Page text

▼

We've heard of big data or small data, but what is this concept of dark data?

Being a Star Wars fan, my mind went straight into that lore to make an association between dark data and the dark side of the Force. Geek alert, right? Well, Star Wars is fictional, but there's nothing fictional about dark data. So what is dark data?

What is dark data?

There are actually a couple of views on what dark data is. Let's go over the first:

Dark data definition

Dark data is data which an organization acquires through various processes and stores during regular business activities, but is not used for, in any manner, to derive insights or decisions or monetization.

Examples of dark data

I don't know about you, but I understand things a lot better when I'm being given examples. The way I see dark data is like all of the photos on your phone. Most of them will never be used or even viewed again, but they are there. According to Gigaom, the average person has 630 photos stored on their phone. And this was in 2015 so you can bet that number has increased considerably. Back in 2017, InfoTrends estimated that there were over 1.2 trillion photos being taken every day.

What about some examples from the business side? Well, a good example of dark data could be data generated by sensors. IBM estimates that roughly 90% of data produced by sensors and analog-to-digital conversions never get used.

Let's recall that dark data represents all the information companies collect in their regular business processes, don’t use, have no plans to use, but will never throw out. This includes things like:

  • Web logs
  • Visitor tracking data
  • Surveillance footage
  • Email correspondences from past employees
  • Old versions of documents
  • Raw survey data 
  • Notes or presentations
  • Maybe even transactional data

Dark data explained in a video

Dark data: an alternative definition

This was the main definition of dark data, but as I mentioned, there re a couple of views of what dark data is. 

there is another

In this second definition, dark data refers to:

Any data that is collected for a specific purpose, but not used for other suitable purposes as well.

Let's take a healthcare example. There's a lot of data being produced and collected from our smart devices like cell phones and tablets, thermostats and humidifiers, and virtual assistants like Google and Alexa. 

The data collected by these devices and services are not collected for healthcare purposes. Therefore, from a healthcare's point of view, this is dark data.

In that sense, we as individuals create a lot of dark data. Every time we:

  • Make an online purchase
  • Use our GPS
  • Use the check-in function on Facebook
  • Track our calories in a phone app
  • Monitor our physical activities with our smart phone
  • Have our smartwatch record our biometrics

To a hospital or a healthcare professional, for example, all this data that you're generating is dark data because it's not collected, nor used for the purposes of healthcare. Nevertheless, it could be used for healthcare purposes and here lies the value of dark data.

▲

Tasks for this exercise
• A. Can you copy out the dark data article word for word, between "Dark data explained" and "of what dark data is.", inclusive?
• B. Does each statement below agree with the dark data article? Answer yes or no, and quote the deciding words exactly. (i) IBM estimates that roughly 90% of data produced by sensors never gets used. (ii) InfoTrends estimated in 2015 that over 1.2 trillion photos were being taken every day. (iii) Under the second definition, data collected by smart devices is dark data from a healthcare point of view.

Point localization data
▼

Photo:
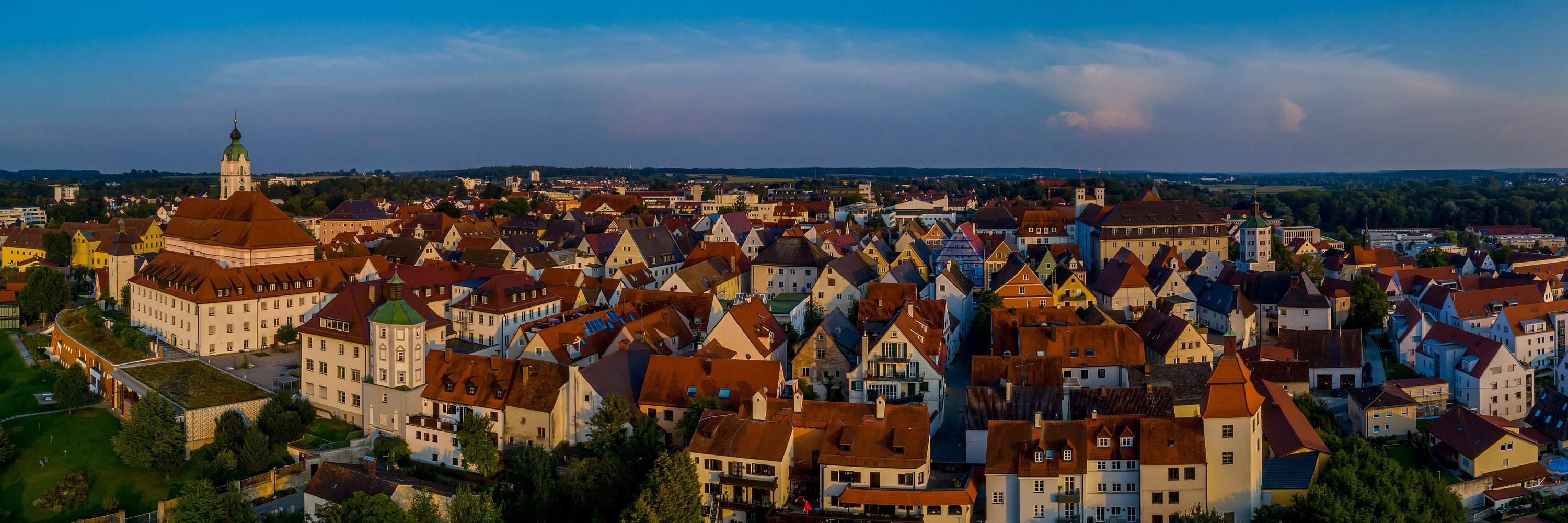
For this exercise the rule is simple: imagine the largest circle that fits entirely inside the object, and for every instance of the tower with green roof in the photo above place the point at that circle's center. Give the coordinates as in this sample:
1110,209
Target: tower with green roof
234,170
1255,241
397,340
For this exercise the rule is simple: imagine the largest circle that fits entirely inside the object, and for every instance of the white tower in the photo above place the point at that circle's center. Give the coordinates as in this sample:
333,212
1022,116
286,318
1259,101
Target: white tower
234,170
1255,242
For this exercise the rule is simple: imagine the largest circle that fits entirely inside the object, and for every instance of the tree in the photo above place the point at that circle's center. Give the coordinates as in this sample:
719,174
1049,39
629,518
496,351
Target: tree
1360,481
695,407
151,439
363,508
229,431
1368,304
472,506
535,497
988,301
393,448
424,509
672,492
474,439
1432,256
256,453
71,389
46,293
57,247
813,315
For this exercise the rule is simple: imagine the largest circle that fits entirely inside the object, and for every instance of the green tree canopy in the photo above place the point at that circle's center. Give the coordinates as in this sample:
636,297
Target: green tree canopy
46,293
71,389
1434,256
474,506
474,439
1368,304
151,439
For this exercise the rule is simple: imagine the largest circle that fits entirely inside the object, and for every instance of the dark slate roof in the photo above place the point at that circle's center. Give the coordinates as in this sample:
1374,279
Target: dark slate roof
854,269
1186,381
995,217
1142,401
984,404
356,209
1383,396
1289,472
1550,414
792,250
402,250
491,258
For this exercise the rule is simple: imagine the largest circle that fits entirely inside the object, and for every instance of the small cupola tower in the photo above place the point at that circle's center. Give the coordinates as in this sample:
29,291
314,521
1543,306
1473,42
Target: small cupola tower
234,170
1255,241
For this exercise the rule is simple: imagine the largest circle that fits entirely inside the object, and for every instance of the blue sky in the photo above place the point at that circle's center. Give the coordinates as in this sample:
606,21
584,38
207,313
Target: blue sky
403,85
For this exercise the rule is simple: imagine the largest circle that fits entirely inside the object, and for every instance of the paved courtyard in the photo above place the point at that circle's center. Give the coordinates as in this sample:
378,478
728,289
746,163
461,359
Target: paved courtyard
262,371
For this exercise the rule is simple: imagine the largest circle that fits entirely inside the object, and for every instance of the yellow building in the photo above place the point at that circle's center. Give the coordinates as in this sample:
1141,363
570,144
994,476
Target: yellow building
22,245
1148,223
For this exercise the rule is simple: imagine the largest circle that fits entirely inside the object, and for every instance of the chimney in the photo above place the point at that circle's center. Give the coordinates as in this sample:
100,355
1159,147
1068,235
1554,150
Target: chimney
759,406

▲

Answers for the tasks
• A.
Dark data explained in a video

Dark data: an alternative definition

This was the main definition of dark data, but as I mentioned, there re a couple of views of what dark data is.

• B.
(i) Yes: "IBM estimates that roughly 90% of data produced by sensors and analog-to-digital conversions never get used."
(ii) No: "Back in 2017, InfoTrends estimated that there were over 1.2 trillion photos being taken every day."
(iii) Yes: "Therefore, from a healthcare's point of view, this is dark data."